- [Task objective]
Your job is to return the whole listing unchanged while skipping its images.

※ ※ ※

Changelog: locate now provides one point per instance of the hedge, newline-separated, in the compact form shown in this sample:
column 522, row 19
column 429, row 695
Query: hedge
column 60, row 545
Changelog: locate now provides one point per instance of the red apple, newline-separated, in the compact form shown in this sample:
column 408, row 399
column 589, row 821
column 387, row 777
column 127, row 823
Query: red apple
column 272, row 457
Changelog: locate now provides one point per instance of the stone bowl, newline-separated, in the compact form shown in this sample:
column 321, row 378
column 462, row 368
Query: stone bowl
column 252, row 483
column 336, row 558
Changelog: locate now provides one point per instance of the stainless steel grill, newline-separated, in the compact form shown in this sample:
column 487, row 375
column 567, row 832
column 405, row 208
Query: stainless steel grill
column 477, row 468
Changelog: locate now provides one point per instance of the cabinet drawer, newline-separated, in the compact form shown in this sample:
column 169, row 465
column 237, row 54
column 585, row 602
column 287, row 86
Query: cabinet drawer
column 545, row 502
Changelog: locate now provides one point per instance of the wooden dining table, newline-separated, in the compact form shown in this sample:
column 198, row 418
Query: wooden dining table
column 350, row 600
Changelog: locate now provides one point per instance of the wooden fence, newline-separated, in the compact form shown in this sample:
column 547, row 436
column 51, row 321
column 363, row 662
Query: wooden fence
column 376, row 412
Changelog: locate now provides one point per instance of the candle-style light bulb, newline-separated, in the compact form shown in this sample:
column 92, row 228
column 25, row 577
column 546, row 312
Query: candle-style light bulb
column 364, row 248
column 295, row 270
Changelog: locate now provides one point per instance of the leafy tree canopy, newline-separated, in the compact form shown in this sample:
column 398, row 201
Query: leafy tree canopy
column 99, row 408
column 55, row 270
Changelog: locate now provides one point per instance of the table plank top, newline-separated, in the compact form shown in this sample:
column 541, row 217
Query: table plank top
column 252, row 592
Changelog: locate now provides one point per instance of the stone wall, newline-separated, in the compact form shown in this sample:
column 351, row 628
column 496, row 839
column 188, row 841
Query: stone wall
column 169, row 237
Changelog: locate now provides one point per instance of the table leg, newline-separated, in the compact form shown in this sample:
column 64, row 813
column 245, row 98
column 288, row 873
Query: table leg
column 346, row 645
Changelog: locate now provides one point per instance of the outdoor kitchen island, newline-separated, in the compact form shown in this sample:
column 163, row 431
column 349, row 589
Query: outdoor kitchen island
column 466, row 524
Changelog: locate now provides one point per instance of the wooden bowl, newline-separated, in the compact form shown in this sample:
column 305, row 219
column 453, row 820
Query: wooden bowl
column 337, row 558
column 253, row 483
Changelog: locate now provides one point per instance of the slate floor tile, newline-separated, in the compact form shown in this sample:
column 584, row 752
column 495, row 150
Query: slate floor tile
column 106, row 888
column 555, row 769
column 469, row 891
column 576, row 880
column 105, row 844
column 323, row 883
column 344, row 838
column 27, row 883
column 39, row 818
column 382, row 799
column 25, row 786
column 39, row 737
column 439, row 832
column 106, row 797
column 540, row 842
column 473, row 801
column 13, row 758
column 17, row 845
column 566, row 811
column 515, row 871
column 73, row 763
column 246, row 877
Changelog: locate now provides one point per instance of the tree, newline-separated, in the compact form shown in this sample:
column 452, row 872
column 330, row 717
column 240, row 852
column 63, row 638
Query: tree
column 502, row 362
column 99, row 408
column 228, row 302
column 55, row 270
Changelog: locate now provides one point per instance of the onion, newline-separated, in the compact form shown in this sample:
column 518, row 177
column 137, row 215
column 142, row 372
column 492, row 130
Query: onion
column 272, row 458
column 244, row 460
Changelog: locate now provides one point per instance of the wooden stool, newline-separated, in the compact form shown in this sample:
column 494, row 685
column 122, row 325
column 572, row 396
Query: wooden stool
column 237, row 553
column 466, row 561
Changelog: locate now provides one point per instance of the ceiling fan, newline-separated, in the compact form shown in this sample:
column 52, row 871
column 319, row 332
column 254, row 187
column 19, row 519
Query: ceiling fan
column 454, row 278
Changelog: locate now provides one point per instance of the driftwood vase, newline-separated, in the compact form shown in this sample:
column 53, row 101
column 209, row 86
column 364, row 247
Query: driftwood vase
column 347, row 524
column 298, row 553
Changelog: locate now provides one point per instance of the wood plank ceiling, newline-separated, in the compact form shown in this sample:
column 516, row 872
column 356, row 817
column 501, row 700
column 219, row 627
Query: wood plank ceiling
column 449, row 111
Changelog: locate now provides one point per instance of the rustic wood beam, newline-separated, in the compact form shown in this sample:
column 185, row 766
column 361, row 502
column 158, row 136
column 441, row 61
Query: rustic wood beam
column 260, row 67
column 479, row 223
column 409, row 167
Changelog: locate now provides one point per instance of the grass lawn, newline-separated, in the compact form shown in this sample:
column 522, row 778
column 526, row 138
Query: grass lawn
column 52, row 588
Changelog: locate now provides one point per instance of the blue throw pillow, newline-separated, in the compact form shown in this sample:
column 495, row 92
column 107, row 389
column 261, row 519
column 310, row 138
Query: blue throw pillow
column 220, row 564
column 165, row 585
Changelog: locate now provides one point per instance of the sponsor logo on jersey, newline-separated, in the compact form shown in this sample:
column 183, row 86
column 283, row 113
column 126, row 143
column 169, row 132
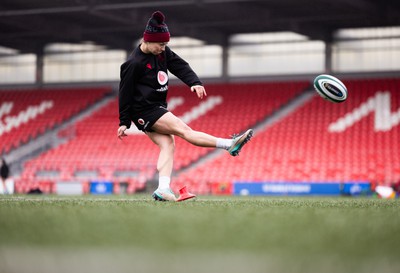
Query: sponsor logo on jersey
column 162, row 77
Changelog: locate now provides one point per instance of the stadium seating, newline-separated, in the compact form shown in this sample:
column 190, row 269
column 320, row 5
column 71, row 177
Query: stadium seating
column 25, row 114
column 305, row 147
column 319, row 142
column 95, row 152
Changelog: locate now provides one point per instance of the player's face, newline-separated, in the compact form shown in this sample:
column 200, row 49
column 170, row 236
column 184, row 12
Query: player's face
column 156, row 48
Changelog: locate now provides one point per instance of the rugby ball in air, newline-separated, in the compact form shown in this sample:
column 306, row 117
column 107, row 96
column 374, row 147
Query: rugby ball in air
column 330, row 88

※ ※ ※

- [Answer to the problem]
Changelog: locate now provides one point per instance of the hedge, newline-separated, in the compact form shown in this sample:
column 522, row 19
column 429, row 695
Query: hedge
column 60, row 545
Changelog: locate now provides one point per instance of the red apple, newline-separated, in the compact form shown in this sample:
column 408, row 399
column 589, row 821
column 387, row 777
column 127, row 823
Query: red apple
column 272, row 457
Changelog: locate now provides one point per instance of the stone bowl, newline-separated, in the compact form shown in this sample:
column 321, row 378
column 462, row 368
Query: stone bowl
column 252, row 483
column 336, row 558
Changelog: locate now provides one point per instance of the stainless steel grill, newline-separated, in the compact form shown in this sample:
column 487, row 375
column 567, row 832
column 405, row 208
Query: stainless steel grill
column 477, row 468
Changelog: locate now provides one point per instance of the cabinet drawer, newline-separated, in the compact form shown in this sample:
column 169, row 465
column 237, row 54
column 585, row 602
column 287, row 86
Query: cabinet drawer
column 545, row 502
Changelog: locate now provides one point per instance of the wooden dining table, newline-separated, in the compact form shown in this sample:
column 198, row 418
Query: wooden dining table
column 350, row 600
Changelog: locate now provides one point per instance of the wooden fence, newline-separated, in the compact form shown in this sample:
column 547, row 436
column 51, row 321
column 363, row 662
Query: wooden fence
column 376, row 412
Changelog: locate now provides one point per instance of the candle-style light bulb, newline-separated, in the compact form shown in this sample:
column 92, row 228
column 25, row 577
column 546, row 312
Query: candle-style light bulb
column 364, row 248
column 295, row 270
Changelog: locate now provides one point per instance of the leafy tree canopy, newline-separated, in the compact form shown in this sample:
column 398, row 201
Query: leafy tree canopy
column 99, row 408
column 55, row 270
Changelog: locate now provides one point per instance of the table plank top, newline-separated, in the compact form shown in this sample:
column 541, row 217
Query: table plank top
column 252, row 592
Changelog: locate now provides one point per instance of the stone wall, newline-separated, in the compact form shown in this sample:
column 351, row 628
column 496, row 839
column 188, row 841
Query: stone wall
column 169, row 237
Changelog: locate now provides one point per instance of the table leg, newline-separated, in the compact form shown in this sample:
column 64, row 813
column 245, row 98
column 288, row 873
Query: table leg
column 346, row 645
Changelog: locate now provides one point per instance of the outdoor kitchen island, newline-separated, in the compact form shown in this sample:
column 163, row 431
column 349, row 589
Query: outdoor kitchen island
column 466, row 524
Changelog: locate now provides one point per instance of the wooden bowl, newline-separated, in the compact form shown in this sample:
column 305, row 219
column 453, row 820
Query: wooden bowl
column 337, row 558
column 253, row 483
Changelog: locate now provides one point per instance of the slate floor tile, newline-separated, in the compact form shown in this sample:
column 584, row 752
column 495, row 150
Query: slate floor tile
column 106, row 888
column 555, row 769
column 469, row 891
column 576, row 880
column 105, row 844
column 323, row 883
column 344, row 838
column 27, row 883
column 39, row 818
column 382, row 799
column 25, row 786
column 39, row 737
column 439, row 832
column 106, row 797
column 540, row 842
column 473, row 801
column 13, row 758
column 17, row 845
column 566, row 811
column 515, row 871
column 73, row 763
column 246, row 877
Changelog: locate now provides one point per instance of the tree, newline-separated, in the compact form shown in this sample:
column 452, row 872
column 330, row 717
column 240, row 852
column 63, row 638
Query: tree
column 502, row 362
column 99, row 408
column 228, row 302
column 55, row 270
Changelog: locate now provides one point per instance of the onion, newline-separated, in the compact form shown in this sample:
column 518, row 177
column 137, row 215
column 142, row 372
column 492, row 130
Query: onion
column 272, row 458
column 244, row 460
Changelog: locate now provides one point per instance of the wooden stool, newline-separated, in the compact form shown in this sample:
column 494, row 685
column 122, row 325
column 572, row 396
Query: wooden stool
column 237, row 553
column 466, row 561
Changelog: locate now provides one point per instance of the ceiling fan, newline-separated, in the compact form shown in this sample:
column 52, row 871
column 319, row 332
column 254, row 187
column 19, row 519
Query: ceiling fan
column 454, row 278
Changelog: locate now provides one point per instance of the driftwood vase, newline-separated, in the compact form shown in this sample:
column 53, row 101
column 209, row 86
column 364, row 247
Query: driftwood vase
column 347, row 524
column 298, row 553
Changelog: locate now provides one point per instance of the wood plank ceiling, newline-separated, in the compact form shown in this sample:
column 516, row 872
column 356, row 817
column 501, row 700
column 219, row 627
Query: wood plank ceiling
column 449, row 111
Changelog: locate now provides one point per instance of the rustic wood beam, newline-separated, in the compact form shown in this sample:
column 185, row 766
column 361, row 502
column 158, row 136
column 441, row 61
Query: rustic wood beam
column 260, row 67
column 479, row 223
column 409, row 167
Changelog: locate now provides one point per instance of the grass lawn, newline-separated, in the compact form shown in this sample:
column 522, row 778
column 526, row 138
Query: grass lawn
column 52, row 588
Changelog: locate now provides one point per instance of the blue throw pillow, newline-separated, in the compact form shown in this sample:
column 495, row 92
column 107, row 389
column 261, row 519
column 310, row 138
Query: blue throw pillow
column 220, row 564
column 165, row 585
Changelog: locate now provides one point per instance of the sponsor logo on jersey, newline-separated, in the compact form shown in this sample:
column 183, row 86
column 283, row 113
column 126, row 143
column 169, row 132
Query: sponsor logo on jersey
column 162, row 77
Changelog: locate now provides one point per instance of the stadium seating, newline-separated, in the compact form shown in this sample:
column 190, row 269
column 320, row 5
column 71, row 177
Query: stadium seating
column 25, row 114
column 305, row 147
column 319, row 142
column 95, row 152
Changelog: locate now provides one point per instance of the player's face, newline-separated, in the compact form shown in this sample:
column 200, row 49
column 170, row 236
column 184, row 12
Query: player's face
column 156, row 48
Changelog: locate now provides one point per instance of the rugby ball in air, newline-separated, in the compact form shown in this sample:
column 306, row 117
column 107, row 96
column 374, row 147
Query: rugby ball in air
column 330, row 88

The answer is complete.